- Problem statement
Lay out the records from their first line through the line containing "[[[16,183],[16,182],[11,179],[2,179],[0,180],[0,183]]]", inclusive, as a Markdown table with the columns Row and Text. Skip blank lines and leave the pictures out.

- Data for this task
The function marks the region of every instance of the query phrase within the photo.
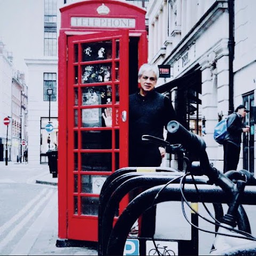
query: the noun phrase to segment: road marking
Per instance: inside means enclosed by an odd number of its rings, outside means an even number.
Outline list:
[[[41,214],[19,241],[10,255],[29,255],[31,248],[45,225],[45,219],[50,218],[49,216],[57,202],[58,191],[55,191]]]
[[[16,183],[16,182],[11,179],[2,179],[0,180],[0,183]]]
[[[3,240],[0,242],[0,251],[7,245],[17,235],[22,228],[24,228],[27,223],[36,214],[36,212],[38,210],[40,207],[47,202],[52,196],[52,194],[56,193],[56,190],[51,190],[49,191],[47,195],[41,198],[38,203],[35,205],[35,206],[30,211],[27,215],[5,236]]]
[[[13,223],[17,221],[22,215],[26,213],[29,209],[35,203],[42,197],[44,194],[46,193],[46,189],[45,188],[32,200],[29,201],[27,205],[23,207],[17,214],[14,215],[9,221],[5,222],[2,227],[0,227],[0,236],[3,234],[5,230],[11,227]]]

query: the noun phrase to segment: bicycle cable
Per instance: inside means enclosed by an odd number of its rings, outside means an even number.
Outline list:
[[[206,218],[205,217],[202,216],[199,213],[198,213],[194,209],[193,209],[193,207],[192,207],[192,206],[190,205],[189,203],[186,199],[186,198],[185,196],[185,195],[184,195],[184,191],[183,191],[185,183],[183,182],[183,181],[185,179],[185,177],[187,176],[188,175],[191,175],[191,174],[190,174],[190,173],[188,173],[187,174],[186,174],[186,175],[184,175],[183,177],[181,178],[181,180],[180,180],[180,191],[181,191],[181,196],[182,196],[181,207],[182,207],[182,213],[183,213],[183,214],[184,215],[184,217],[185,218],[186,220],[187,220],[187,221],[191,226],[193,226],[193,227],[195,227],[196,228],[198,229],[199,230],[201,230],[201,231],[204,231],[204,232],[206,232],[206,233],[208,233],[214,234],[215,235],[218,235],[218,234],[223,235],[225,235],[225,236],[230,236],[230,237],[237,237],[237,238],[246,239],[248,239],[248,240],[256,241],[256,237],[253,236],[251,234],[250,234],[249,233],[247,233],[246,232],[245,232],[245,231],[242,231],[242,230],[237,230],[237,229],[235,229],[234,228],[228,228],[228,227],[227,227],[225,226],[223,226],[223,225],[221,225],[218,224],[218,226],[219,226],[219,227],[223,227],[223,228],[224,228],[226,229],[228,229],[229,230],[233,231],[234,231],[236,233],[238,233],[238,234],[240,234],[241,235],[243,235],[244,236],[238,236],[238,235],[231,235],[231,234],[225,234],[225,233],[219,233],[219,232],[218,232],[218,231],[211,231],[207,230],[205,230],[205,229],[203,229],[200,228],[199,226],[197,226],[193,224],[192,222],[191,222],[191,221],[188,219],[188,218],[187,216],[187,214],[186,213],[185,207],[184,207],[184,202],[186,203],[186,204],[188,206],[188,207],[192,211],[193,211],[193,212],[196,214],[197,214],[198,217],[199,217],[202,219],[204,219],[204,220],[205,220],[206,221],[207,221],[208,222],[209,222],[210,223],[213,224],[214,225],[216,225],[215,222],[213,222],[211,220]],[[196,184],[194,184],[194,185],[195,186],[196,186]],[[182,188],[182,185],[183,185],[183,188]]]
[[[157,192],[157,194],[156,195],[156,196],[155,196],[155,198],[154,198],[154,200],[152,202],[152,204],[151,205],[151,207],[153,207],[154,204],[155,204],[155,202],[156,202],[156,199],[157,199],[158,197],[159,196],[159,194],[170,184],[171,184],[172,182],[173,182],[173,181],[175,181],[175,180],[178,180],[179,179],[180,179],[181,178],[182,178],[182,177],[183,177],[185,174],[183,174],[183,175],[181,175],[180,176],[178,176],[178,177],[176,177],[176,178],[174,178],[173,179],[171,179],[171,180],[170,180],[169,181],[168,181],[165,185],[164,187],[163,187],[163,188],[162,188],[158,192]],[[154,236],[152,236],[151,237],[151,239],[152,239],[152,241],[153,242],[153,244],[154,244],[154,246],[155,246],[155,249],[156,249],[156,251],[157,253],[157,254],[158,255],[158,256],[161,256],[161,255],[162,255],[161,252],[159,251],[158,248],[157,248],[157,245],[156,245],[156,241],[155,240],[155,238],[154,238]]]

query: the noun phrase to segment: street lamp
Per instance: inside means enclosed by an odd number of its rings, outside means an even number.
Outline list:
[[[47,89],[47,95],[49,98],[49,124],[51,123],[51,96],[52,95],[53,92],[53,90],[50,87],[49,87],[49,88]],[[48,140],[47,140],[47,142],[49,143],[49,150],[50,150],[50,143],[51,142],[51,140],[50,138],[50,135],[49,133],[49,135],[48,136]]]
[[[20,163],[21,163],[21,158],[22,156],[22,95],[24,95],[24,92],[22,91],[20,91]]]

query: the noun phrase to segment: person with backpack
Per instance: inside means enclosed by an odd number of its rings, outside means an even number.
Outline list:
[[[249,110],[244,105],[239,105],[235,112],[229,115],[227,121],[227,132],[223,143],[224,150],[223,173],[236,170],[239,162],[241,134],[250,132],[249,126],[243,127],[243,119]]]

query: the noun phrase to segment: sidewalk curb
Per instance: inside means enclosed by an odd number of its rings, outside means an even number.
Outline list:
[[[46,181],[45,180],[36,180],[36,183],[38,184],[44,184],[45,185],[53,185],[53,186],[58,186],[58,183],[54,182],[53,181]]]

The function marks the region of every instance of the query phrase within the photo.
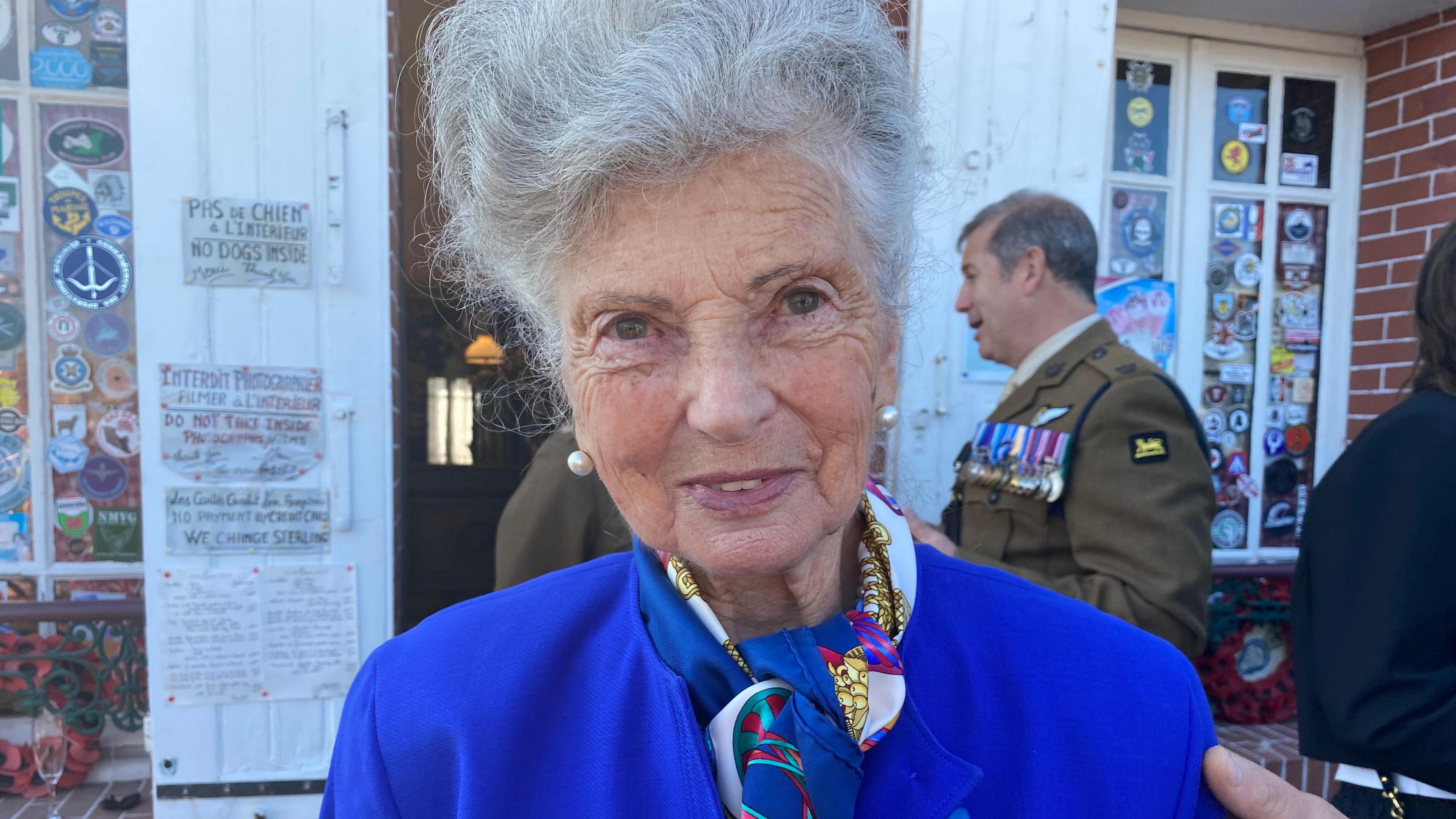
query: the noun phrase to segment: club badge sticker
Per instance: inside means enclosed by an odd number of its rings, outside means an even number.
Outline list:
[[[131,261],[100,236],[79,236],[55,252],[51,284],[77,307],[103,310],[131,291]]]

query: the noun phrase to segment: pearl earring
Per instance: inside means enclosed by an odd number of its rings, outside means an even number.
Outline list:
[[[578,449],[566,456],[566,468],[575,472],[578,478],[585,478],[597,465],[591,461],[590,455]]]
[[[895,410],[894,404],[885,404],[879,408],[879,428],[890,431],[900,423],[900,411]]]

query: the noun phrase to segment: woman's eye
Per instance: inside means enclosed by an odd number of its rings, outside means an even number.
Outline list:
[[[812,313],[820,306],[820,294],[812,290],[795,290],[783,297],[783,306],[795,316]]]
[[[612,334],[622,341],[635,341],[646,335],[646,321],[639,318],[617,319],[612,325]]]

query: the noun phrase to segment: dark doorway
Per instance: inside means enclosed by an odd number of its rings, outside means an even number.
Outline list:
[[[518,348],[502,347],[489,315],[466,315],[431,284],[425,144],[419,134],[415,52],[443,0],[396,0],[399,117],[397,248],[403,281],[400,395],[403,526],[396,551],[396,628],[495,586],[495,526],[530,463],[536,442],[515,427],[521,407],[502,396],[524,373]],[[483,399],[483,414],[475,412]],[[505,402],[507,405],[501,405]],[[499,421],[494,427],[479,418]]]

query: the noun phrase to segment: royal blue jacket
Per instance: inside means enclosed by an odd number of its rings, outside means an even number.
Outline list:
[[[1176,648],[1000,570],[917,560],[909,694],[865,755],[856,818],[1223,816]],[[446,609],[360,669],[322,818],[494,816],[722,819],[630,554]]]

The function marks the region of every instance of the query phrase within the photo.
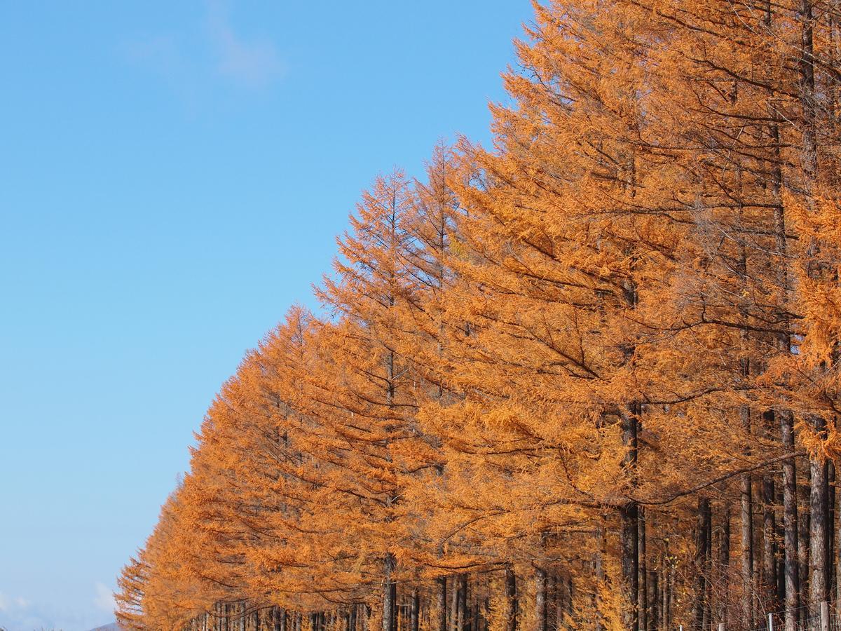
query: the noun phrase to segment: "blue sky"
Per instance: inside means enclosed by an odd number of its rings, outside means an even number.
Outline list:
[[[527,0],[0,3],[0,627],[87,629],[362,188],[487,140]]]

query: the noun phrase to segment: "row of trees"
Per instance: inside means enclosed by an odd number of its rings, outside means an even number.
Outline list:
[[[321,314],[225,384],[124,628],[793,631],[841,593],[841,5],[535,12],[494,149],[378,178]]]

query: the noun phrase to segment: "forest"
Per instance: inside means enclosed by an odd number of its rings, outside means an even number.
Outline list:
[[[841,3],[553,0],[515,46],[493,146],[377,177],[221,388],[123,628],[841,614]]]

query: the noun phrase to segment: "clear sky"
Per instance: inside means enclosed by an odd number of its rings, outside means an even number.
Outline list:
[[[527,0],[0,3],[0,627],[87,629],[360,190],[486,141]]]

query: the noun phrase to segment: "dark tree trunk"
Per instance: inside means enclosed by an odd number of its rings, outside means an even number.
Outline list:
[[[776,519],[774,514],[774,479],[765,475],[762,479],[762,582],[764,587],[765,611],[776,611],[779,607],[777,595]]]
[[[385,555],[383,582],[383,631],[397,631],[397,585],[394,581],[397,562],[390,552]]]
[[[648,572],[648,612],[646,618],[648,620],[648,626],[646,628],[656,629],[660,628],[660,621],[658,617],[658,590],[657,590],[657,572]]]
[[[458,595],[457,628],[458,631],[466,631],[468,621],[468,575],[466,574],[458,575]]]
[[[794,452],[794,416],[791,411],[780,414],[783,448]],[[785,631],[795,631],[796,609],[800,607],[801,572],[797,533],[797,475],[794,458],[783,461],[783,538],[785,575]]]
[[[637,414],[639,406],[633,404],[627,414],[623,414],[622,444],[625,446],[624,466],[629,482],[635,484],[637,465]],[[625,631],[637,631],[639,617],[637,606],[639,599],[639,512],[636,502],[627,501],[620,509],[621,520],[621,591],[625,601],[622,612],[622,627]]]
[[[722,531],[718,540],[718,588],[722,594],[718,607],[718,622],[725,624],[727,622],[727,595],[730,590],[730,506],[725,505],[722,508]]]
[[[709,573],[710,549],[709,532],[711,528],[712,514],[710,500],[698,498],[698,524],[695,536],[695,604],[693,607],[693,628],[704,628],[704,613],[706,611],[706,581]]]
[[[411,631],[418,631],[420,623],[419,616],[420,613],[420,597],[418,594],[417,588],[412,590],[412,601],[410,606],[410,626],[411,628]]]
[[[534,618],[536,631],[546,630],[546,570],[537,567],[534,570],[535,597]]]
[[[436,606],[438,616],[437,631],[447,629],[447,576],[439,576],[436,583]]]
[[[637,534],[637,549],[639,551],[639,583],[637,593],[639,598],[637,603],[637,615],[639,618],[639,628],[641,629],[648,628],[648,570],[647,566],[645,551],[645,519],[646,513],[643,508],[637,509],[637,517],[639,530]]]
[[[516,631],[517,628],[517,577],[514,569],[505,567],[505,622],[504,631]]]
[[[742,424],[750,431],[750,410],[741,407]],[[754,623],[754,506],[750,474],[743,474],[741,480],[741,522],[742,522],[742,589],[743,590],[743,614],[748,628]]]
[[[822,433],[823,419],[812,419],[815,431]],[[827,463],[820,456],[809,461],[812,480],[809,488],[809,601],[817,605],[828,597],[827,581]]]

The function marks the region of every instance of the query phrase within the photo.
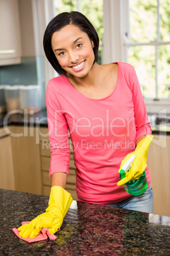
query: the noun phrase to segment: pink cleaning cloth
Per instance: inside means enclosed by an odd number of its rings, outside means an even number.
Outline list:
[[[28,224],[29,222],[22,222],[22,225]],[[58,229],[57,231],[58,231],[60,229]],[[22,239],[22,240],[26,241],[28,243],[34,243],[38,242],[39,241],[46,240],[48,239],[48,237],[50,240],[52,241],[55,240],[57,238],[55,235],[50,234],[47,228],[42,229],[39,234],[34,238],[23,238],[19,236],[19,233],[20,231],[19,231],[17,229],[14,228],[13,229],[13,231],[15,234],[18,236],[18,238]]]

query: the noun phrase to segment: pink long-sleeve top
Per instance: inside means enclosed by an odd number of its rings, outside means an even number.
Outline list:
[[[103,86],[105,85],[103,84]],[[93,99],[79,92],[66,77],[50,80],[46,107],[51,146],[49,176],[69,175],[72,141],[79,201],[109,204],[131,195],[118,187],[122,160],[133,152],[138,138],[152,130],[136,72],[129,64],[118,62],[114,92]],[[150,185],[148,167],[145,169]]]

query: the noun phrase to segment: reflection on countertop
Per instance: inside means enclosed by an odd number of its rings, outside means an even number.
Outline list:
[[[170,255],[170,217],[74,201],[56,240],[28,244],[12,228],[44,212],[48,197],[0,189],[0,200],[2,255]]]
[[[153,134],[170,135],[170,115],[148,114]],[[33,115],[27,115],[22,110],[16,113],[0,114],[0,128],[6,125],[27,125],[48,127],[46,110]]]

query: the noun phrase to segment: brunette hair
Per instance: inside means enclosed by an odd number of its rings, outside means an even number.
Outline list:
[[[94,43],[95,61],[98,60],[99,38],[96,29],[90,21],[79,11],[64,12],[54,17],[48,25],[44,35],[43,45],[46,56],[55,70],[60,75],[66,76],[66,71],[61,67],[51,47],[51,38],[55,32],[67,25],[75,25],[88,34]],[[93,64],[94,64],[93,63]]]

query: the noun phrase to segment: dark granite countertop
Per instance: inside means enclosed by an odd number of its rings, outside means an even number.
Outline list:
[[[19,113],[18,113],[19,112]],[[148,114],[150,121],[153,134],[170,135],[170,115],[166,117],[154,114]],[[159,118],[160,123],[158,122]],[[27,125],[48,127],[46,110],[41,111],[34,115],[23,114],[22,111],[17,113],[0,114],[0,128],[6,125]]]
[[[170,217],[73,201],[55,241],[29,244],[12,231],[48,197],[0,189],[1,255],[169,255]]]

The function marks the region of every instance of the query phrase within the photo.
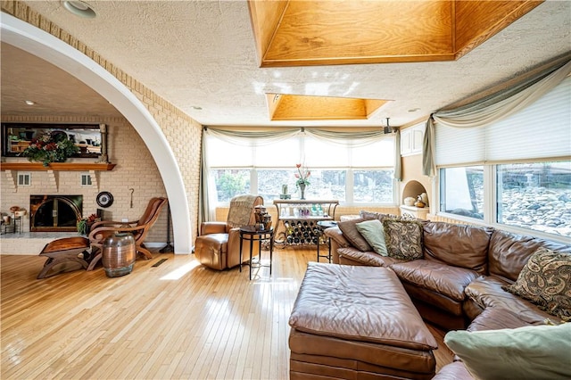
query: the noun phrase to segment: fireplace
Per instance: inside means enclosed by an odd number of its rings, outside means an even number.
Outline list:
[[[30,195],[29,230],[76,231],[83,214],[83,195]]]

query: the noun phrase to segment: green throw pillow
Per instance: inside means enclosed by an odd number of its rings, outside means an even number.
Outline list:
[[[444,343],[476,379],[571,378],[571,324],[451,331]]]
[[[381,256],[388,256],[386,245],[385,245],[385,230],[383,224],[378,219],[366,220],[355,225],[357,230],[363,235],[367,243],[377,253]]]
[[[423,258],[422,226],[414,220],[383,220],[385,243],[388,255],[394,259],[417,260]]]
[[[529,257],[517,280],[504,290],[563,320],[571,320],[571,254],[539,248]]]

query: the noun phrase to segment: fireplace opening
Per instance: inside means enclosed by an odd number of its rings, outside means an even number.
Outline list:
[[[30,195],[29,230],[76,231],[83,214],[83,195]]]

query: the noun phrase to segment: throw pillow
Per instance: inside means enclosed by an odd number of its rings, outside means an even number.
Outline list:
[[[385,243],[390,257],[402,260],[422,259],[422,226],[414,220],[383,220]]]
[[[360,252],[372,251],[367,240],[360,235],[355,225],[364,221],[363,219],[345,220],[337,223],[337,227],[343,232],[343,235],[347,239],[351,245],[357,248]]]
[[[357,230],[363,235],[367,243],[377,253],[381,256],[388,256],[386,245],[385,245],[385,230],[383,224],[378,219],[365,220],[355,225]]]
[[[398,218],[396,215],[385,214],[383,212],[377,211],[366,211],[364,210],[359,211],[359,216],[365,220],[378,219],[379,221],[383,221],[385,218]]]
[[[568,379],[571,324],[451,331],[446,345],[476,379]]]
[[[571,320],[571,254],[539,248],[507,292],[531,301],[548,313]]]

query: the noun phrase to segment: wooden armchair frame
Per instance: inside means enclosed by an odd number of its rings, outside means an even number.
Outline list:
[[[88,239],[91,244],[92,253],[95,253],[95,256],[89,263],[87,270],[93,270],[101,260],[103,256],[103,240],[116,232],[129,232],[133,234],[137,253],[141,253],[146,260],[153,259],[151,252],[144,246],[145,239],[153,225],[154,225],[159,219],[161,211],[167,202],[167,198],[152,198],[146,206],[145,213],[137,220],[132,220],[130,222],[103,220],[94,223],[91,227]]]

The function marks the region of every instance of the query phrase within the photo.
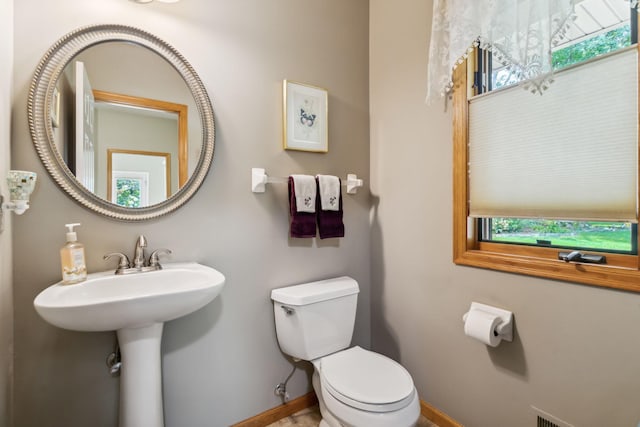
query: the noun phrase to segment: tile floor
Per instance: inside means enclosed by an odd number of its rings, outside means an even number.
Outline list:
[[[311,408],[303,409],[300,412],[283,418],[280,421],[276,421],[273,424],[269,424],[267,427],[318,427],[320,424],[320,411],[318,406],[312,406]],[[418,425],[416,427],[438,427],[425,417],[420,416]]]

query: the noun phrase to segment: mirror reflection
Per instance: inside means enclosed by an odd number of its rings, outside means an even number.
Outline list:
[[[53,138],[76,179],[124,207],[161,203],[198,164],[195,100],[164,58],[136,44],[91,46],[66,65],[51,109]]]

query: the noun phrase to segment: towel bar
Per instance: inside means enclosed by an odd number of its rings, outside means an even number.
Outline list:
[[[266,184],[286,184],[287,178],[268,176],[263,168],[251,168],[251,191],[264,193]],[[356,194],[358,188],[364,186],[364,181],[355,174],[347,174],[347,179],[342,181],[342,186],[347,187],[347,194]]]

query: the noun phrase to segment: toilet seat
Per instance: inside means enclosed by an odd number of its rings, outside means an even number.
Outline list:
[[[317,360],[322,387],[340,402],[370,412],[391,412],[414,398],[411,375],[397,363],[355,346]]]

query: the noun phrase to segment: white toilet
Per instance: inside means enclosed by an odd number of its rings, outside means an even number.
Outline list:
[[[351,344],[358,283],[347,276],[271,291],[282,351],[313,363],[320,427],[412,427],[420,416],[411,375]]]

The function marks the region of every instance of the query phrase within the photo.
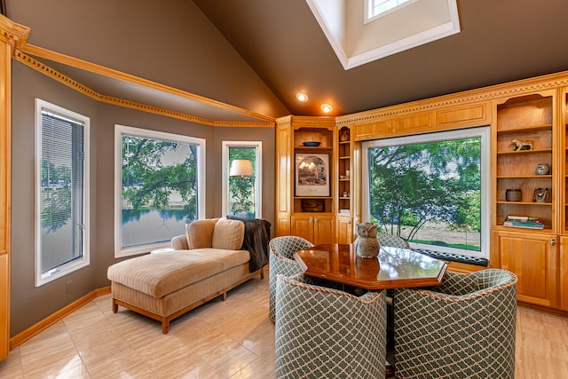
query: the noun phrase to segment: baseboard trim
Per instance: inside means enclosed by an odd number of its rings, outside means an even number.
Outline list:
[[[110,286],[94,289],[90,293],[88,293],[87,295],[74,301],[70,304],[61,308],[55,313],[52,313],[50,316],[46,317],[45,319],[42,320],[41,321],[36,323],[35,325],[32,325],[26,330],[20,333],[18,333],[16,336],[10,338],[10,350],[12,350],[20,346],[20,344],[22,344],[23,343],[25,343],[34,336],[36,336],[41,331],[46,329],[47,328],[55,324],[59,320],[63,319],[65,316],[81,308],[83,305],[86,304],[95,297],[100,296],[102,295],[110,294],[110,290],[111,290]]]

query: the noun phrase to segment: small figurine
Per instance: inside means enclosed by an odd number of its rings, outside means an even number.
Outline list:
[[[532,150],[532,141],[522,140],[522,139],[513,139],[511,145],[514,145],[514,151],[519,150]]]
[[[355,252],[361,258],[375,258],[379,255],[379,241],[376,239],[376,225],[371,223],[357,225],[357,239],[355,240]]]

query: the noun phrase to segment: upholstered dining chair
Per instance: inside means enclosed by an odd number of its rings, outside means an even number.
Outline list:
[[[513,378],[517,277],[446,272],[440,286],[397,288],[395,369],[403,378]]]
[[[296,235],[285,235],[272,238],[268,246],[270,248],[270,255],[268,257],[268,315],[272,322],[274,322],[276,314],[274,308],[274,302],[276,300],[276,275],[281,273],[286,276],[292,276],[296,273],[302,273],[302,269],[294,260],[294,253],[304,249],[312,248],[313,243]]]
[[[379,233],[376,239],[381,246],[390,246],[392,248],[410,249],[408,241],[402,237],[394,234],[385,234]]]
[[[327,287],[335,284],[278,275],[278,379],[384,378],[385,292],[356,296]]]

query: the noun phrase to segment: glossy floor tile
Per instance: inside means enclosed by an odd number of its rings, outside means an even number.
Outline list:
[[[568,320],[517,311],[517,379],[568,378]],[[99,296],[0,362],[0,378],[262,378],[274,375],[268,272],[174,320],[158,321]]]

- The reply
| Row | Text |
|---|---|
| 1 | The function marks the region of every instance of the query phrase within the photo. |
| 2 | query: the noun phrase to segment: road marking |
| 3 | Per instance: inside means enclosed by an odd number of its rings, outside means an even number. |
| 4 | Outline list: |
| 5 | [[[41,214],[19,241],[10,255],[29,255],[31,248],[45,225],[45,219],[50,218],[49,216],[57,202],[58,191],[55,191]]] |
| 6 | [[[16,183],[16,182],[11,179],[2,179],[0,180],[0,183]]] |